◆ **TASKS TO CARRY OUT**:
1 > List every activity that the permit approved by the council covers, according to the article on Lakeway's deer.
2 > Pick up the article on Lakeway's deer after its final sentence and keep writing it.

◆ **TEXT**:
·····
LAKEWAY, Texas — Lakeway City Council voted at 1:10 a.m. Tuesday to continue their suspension of trapping deer until a full cost breakdown is available. However, the council approved a motion to get a permit for trapping, transporting and translocating the deer.
On Monday night, Lakeway's Wildlife Advisory Committee (WAC) recommended to the city council that an unspecified number of deer be moved to west Texas as a way to limit the deer overpopulation across the city.
The City has faced a deer overpopulation problem since the 1990s. For a while, Lakeway decided to trap, transport and process the deer. During that time, the deer meat was processed and given to local food banks. However, due to a viral video in 2018, the public called for the trapping to stop. As recently as August, Lakeway decided to extend the suspension on trapping.
“What they are proposing is cruel and inhumane," Carolyn Kelly said. "What happens is they trap them and it causes a lot of trauma. They load them up on the trucks and take them a long, long way and many of them are dead before they reach their destination because of the trauma.”
·····
◆ **RECORDS SHOWN**:
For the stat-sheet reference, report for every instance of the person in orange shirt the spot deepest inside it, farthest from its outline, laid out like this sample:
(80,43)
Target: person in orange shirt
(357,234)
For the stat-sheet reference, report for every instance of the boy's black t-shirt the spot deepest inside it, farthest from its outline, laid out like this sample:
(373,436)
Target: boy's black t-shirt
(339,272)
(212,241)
·····
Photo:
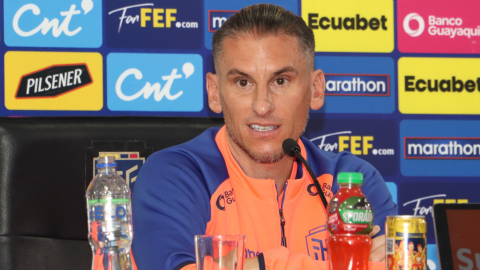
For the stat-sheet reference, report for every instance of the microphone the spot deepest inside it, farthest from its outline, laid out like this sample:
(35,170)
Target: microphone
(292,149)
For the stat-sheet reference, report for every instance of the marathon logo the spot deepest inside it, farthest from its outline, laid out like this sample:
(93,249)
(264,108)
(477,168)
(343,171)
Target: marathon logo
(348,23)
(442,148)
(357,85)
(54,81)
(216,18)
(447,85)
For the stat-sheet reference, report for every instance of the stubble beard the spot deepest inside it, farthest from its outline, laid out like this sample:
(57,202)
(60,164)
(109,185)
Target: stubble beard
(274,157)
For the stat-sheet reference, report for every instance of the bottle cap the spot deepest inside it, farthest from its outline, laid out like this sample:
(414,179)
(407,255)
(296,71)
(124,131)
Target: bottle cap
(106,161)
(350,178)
·····
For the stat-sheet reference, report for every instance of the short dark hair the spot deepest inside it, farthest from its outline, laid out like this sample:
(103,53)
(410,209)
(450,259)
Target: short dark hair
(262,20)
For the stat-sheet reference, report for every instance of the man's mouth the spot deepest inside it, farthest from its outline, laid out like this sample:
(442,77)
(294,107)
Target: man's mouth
·····
◆ **RESPONSES**:
1 > Trapping, transporting and translocating the deer.

2 >
Dennis Hogan, the chair of WAC, brought up the plan to trap, transport and translocate deer to west Texas. Claiming anthrax had killed off parts of the deer population in that area, Hogan told the city council there are places that will take Lakeway's excess deer. He added there will be a testing process prior to moving the deer. The tests would determine if the deer are healthy and would not bring other diseases or sicknesses to the remaining deer population in west Texas.
Members of the public also brought up other solutions to limiting the deer population, including hunting, physical or chemical sterilization and tranquilizing the deer to be moved.
For the past 18 months, WAC has been studying the deer population in Lakeway. Notably, one of the things the committee did not do – but was assigned to – was send out a survey to the public to gauge responses on what should be done.
It's not just Lakeway that has a deer overpopulation problem: virtually every community in the Hill Country faces problems caused by too many deer. A Texas Parks and Wildlife Department report on the challenges of deer overpopulation in suburban areas cited data that indicates collisions between deer and vehicles kill an average of 200 people a year and injure 29,000 others nationwide. And residential landscape damage caused by deer exceeds $250 million per year.